**Directives:**
**1)** According to the exhibition review, what is the title of Ailbhe Ní Bhriain's current exhibition at the Kerlin Gallery Dublin?
**2)** Using the exhibition review, explain why the reviewer was never seduced by Ní Bhriain's filmic works.

**Extracted text:**
<<<<
FOR CULTURE, NOT CIVILISATION: AILBHE NÍ BHRIAIN
Personally, Ailbhe Ní Bhriain’s first solo exhibition at the Kerlin Gallery Dublin is a surprise. I expected the artist’s computer generated slow-moving photomontages, that wallow and shift in a liquid modernity. I admit here that I was never seduced by Ní Bhriain’s filmic works, works that made the artist’s reputation. I always found them formally directed and subjugated by a didactic redescription of colonialism located within the museum and empire. They seemed almost too oriented towards a politics of representation than the possibility of an imaginary and reflective materiality and lability. They ruminated on their own construction, technically and conceptually.
This, I feel, is not the case with Ní Bhriain’s current exhibition Interval Two (Dream Pool). No backlit screen in sight; everything is heavy with its own dull materiality and ontology. Thud! The tapestries buckle and warp at the edges. The fear that the gallery spotlights are too bright, is a fleeting fear that light might give away the ghost of their dark method. A method I don’t care to know, just experience.
>>>>
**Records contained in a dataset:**
<<<<
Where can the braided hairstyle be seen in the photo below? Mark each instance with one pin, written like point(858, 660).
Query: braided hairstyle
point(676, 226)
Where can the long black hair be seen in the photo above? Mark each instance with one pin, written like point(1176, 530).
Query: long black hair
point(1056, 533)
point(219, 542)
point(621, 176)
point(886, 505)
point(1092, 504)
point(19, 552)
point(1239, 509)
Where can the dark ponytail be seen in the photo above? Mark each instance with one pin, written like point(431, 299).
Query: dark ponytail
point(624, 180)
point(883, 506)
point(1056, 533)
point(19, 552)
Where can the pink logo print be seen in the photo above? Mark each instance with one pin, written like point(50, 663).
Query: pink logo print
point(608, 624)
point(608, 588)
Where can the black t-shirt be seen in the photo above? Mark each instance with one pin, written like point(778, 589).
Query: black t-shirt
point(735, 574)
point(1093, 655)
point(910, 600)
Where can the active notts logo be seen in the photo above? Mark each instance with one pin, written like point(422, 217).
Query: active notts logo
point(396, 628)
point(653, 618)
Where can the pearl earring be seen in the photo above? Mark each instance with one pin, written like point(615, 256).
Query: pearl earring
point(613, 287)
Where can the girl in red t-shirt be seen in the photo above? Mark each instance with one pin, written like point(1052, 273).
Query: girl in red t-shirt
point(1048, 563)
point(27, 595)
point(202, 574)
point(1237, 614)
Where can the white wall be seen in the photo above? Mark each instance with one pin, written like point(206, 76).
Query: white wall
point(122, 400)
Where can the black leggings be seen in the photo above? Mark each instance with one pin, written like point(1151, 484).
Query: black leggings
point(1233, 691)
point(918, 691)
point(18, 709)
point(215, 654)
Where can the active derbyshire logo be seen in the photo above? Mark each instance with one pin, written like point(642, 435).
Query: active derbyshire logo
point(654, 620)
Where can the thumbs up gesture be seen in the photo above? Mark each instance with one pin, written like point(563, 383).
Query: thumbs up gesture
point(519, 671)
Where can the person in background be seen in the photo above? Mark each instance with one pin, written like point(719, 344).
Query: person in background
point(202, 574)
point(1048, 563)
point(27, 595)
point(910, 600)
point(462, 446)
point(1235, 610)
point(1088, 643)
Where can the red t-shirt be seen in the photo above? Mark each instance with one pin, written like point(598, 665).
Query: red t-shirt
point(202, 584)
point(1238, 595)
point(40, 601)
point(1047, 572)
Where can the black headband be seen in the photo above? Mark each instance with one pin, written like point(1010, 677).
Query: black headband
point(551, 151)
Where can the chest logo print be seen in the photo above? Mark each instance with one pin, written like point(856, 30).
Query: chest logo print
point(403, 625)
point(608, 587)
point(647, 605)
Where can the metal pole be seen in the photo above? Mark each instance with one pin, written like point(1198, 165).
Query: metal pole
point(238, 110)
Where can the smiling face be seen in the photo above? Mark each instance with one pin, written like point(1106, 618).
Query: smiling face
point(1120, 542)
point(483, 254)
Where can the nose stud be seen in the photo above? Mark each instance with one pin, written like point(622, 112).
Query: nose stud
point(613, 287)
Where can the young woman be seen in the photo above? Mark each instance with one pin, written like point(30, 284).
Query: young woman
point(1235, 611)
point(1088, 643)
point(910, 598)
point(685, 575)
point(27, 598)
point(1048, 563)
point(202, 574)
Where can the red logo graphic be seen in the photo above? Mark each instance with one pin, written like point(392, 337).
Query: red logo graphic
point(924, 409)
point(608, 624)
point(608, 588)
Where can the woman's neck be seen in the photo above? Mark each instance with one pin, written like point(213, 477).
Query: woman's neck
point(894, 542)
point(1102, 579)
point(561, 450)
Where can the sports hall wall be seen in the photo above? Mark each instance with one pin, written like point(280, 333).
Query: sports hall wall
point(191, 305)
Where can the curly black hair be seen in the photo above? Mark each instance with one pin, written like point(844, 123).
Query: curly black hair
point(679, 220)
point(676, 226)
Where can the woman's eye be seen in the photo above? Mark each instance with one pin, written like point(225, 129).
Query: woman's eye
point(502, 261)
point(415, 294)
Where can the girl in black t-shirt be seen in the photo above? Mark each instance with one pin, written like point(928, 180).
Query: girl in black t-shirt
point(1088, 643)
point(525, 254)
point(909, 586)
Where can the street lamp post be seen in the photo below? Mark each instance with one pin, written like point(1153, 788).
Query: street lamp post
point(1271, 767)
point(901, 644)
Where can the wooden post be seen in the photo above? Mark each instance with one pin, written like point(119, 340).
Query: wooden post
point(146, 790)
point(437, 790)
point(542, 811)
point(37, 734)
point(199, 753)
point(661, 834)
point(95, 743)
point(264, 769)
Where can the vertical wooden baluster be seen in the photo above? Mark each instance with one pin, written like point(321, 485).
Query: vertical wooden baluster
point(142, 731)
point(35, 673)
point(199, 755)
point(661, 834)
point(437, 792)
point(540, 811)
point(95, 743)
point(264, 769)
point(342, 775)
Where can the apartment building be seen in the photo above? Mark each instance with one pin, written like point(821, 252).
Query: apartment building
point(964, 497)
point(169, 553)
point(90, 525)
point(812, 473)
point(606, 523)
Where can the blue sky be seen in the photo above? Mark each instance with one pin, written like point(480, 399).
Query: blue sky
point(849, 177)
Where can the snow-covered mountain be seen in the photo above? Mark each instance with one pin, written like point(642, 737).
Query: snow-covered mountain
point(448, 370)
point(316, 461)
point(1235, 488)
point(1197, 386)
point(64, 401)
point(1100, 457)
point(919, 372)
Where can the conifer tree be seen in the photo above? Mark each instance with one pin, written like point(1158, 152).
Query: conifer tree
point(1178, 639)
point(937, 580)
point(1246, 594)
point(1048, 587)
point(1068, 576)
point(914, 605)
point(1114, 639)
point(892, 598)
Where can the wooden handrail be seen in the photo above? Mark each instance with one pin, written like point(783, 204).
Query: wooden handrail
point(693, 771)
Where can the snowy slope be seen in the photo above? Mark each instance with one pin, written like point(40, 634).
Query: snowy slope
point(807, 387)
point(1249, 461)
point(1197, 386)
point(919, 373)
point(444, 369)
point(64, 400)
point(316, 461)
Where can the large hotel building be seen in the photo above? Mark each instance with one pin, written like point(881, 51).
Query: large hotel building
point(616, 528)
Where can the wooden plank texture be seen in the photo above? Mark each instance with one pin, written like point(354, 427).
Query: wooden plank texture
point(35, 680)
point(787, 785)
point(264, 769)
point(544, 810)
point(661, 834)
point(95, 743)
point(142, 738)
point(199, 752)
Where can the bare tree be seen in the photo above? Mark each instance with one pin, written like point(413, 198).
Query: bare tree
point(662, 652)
>>>>
**Expected responses:**
**1)** Interval Two (Dream Pool).

**2)** The reviewer found those works formally directed and subjugated by a didactic redescription of colonialism located within the museum and empire. They seemed too oriented toward a politics of representation rather than the possibility of an imaginary and reflective materiality and lability, and they ruminated on their own construction, technically and conceptually.